**Task to complete**
Copy out each of the records below word for word, leaving nothing out.

◇ ◇ ◇

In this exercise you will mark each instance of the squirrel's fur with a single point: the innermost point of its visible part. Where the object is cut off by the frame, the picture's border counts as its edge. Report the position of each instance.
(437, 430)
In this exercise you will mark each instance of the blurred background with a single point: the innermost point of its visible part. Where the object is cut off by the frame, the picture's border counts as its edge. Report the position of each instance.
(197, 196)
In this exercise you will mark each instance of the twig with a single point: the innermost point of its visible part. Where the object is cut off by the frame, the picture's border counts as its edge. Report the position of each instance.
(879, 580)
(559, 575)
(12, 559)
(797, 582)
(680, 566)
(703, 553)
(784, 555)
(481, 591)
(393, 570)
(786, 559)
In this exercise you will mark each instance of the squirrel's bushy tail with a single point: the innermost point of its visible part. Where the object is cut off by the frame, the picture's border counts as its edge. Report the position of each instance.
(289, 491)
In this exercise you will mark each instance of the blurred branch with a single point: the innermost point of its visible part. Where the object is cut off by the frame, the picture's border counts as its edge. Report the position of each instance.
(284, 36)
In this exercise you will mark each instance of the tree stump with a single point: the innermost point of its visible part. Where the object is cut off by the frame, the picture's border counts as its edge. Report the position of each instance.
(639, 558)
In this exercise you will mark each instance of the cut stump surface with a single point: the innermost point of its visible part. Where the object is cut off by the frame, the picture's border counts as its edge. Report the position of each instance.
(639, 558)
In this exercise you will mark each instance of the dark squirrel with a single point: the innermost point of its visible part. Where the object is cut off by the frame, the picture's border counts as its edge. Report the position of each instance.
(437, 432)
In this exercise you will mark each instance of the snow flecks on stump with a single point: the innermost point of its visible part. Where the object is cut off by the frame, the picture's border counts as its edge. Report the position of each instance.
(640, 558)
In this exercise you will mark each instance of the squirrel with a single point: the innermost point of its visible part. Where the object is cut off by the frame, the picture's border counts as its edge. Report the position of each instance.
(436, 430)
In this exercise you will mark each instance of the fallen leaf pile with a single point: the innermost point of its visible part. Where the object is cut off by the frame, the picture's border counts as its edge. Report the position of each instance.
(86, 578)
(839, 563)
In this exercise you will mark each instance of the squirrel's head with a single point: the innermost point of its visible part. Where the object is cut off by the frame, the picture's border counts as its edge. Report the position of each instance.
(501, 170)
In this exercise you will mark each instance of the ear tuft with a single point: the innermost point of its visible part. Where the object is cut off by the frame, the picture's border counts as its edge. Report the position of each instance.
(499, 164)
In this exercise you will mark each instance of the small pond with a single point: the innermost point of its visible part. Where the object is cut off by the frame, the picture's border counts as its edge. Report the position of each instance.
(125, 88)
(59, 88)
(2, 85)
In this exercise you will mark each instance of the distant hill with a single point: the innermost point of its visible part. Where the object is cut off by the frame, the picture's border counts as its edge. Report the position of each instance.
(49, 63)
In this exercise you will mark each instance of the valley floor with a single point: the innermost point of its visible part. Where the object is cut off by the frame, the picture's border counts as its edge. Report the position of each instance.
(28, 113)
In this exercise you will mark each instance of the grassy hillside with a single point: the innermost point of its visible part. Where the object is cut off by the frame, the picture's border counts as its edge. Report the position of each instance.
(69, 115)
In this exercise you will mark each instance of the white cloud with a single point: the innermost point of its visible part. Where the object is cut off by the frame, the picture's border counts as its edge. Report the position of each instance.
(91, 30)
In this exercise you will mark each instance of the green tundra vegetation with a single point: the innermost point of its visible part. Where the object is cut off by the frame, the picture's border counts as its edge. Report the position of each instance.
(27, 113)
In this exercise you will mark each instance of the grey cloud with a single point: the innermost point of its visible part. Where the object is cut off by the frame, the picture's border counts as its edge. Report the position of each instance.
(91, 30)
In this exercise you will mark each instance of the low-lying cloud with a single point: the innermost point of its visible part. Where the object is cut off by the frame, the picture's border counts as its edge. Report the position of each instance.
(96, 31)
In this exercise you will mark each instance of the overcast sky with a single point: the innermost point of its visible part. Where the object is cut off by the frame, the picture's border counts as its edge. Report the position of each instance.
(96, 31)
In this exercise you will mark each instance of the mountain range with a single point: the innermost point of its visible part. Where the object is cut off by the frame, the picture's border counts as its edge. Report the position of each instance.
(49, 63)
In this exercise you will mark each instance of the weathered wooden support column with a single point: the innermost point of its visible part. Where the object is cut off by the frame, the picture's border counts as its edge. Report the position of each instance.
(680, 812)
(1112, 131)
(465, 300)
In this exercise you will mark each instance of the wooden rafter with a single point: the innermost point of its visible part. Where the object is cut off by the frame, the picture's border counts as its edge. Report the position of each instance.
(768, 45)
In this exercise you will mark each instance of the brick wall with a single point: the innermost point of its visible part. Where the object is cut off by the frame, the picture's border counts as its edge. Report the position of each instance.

◇ ◇ ◇

**Answer to this problem**
In this exercise you will mark each instance of the squirrel's fur with a single point: the innermost point of its visible part. Where the object is cut off by the frame, the picture's border counts as its edge. Report the position of each instance.
(437, 430)
In this exercise you will mark each instance of the blurred background with a single point: the innermost point of its visible part. Where the object is cut off by the frame, the picture's border counts as its edge. Report the position of each instance.
(197, 196)
In this exercise you will mark each instance of the twig with a single point: the innermost point of its visible part. Where the object is cut off by the frame, the picture's border counts as its edge. Report the position of each instance.
(879, 580)
(559, 575)
(12, 559)
(797, 582)
(680, 566)
(703, 553)
(784, 555)
(481, 591)
(393, 570)
(786, 559)
In this exercise you will mark each instance of the squirrel's bushy tail with a single point: the innermost point of its visible part. Where the object is cut off by the frame, the picture's border counts as its edge. Report the position of each instance.
(289, 491)
In this exercise you will mark each instance of the blurred branch with a single point: the innermost point of its visible part. Where the object is cut off by the frame, the picture's border counts as its edge. Report the position of each instance.
(284, 36)
In this exercise you will mark each instance of the tree stump with a single point: the innermost point of its visible part. Where the object is cut off by the frame, the picture's border counts as its edge. Report the position of each instance.
(639, 558)
In this exercise you will mark each instance of the cut stump surface with a single point: the innermost point of its visible part. Where the object is cut off by the frame, the picture's border counts as its edge. Report the position of each instance.
(639, 558)
In this exercise you will mark each instance of the dark squirrel with a single point: the innermost point of its visible part. Where the object is cut off by the frame, the picture's border counts as its edge. Report the position of each instance.
(437, 432)
In this exercise you will mark each instance of the snow flecks on stump with a single point: the innermost point of its visible part. Where the object is cut off by the frame, the picture's border counts as its edge. Report the position of each instance.
(640, 558)
In this exercise you will mark each instance of the squirrel with a single point: the innermost point of its visible part. Where the object is cut off by the frame, the picture's border counts as its edge. Report the position of each instance.
(436, 430)
In this exercise you will mark each instance of the fallen leaf pile with a single point: the innermost point of its visible part. Where the object is cut off by the frame, the picture's border counts as its edge. Report the position of each instance.
(86, 578)
(839, 563)
In this exercise you will mark each instance of the squirrel's head with a single point: the innermost point of its visible part. Where the object is cut off by the frame, the picture's border counts as its edge. Report the position of each instance.
(501, 170)
In this exercise you will mark each instance of the ear tuft with a single point: the innermost point of its visible part. Where the object is cut off by the frame, the picture's border counts as its edge. Report the position of each instance.
(499, 164)
In this exercise you will mark each instance of the small pond with a single point: the innermost point of its visible part. Where the object is cut off by the frame, the picture's border counts as its edge. Report the position of each instance.
(125, 88)
(59, 88)
(2, 85)
In this exercise you will mark each instance of the distant hill with a single point: the innermost point of its visible part. Where the object is cut off by the frame, the picture's border counts as its edge. Report the position of each instance.
(49, 63)
In this exercise you will mark each instance of the valley floor with a single point: the innermost point of its visible part. Where the object is cut off by the frame, the picture's border counts as its edge. Report the position of each instance.
(28, 113)
In this exercise you will mark each instance of the grassy hillside with a single point: the innermost point of its visible part. Where the object is cut off by the frame, the picture's border counts as its edge. Report the position of each instance.
(69, 115)
In this exercise you will mark each instance of the white cloud with a single point: the innermost point of its visible part. Where the object is cut off by the frame, the picture's border counts as its edge. Report the position of each instance.
(91, 30)
In this exercise you will mark each instance of the green tundra vegetation with a single point: the innermost point of its visible part. Where the object is cut off by the frame, the picture's border counts as its edge. Report the position of each instance.
(27, 113)
In this exercise you will mark each instance of the grey cloud with a single point: the innermost point of its visible part. Where the object is cut off by the frame, the picture's border counts as its edge. Report the position of each instance.
(91, 30)
In this exercise you will mark each instance of the low-lying cloud with a single point: the innermost point of its visible part. Where the object is cut off by the frame, the picture's border counts as its edge. Report the position of each instance.
(96, 31)
In this exercise you will mark each instance of the overcast sky with a single point: the innermost point of its visible part. Where the object is cut off by the frame, the picture's border counts as its edge. Report the position of each instance.
(96, 31)
In this exercise you will mark each instance of the mountain range with a single point: the innermost point of its visible part. Where the object is cut off by the frame, the picture's border counts as its edge. Report the position of each instance.
(49, 63)
In this exercise you will mark each instance of the weathered wooden support column with a single point: the innermost point of its visible part. Where the object is cut off by the frame, the picture's border counts as its edge. Report the position of each instance.
(680, 812)
(1112, 131)
(465, 300)
In this exercise you will mark each instance of the wooden rafter with a single point: the innermost point of its visible part. Where the object is cut off by the frame, the picture's border counts as its edge. Report the position of each instance.
(768, 45)
In this exercise you will mark each instance of the brick wall with a single point: the innermost point of its visible part. Where the object is cut off by the frame, the picture's border counts as its edge. Report the position of each instance.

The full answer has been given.